Assignment => Be exact. Print each record as it stands.

Entries supplied =>
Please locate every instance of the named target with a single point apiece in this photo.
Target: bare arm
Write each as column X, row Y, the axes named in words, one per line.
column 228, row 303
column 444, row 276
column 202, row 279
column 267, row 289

Output for this exercise =>
Please locate every instance of the named target with a single point apiece in this photo.
Target: bare arm
Write each as column X, row Y, the axes named in words, one per line.
column 228, row 303
column 444, row 276
column 202, row 279
column 267, row 289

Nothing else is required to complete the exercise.